The input:
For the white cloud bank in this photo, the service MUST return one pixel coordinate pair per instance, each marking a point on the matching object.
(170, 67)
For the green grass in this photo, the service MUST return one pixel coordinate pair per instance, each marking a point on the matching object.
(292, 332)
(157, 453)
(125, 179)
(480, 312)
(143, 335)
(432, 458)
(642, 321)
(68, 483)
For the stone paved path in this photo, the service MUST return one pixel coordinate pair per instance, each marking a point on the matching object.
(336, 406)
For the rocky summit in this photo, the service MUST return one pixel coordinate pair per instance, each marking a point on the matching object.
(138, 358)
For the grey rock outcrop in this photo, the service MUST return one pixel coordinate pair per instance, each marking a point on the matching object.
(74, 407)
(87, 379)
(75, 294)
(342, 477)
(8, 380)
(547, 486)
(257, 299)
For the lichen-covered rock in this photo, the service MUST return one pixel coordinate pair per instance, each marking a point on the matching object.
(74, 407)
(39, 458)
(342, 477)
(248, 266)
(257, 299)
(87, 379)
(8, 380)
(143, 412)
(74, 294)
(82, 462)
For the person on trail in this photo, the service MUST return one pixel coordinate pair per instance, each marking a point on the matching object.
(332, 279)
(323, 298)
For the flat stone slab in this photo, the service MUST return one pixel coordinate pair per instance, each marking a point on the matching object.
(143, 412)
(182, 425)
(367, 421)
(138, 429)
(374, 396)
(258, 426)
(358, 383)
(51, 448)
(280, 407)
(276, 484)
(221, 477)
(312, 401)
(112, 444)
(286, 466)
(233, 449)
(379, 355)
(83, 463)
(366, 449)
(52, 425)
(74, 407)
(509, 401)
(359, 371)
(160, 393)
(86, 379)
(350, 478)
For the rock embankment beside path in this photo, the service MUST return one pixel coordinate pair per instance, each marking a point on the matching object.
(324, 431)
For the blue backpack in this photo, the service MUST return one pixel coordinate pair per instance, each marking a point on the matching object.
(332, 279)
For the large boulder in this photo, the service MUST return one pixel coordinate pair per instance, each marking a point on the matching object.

Direction:
Put the lines of the rows into a Markdown table with the columns Number and Text, starting with the line that contains "For the rock embankment" and going on through the final line of the rows. Omit any blank lines.

Answer for the task:
| Number | Text |
|---|---|
| 1 | For the rock embankment beside path in this photo, the service MUST return one pixel coordinate pair per instance, each marking a point on the matching object. |
| 2 | (324, 431) |
| 3 | For the blue backpack in this photo, the service MUST return one pixel coordinate pair per instance, each marking a point on the matching object. |
| 4 | (332, 279) |
| 5 | For the large boulder in this photo, the service MUST return one pixel coordinate pair per instance, each marking a point on the matching object. |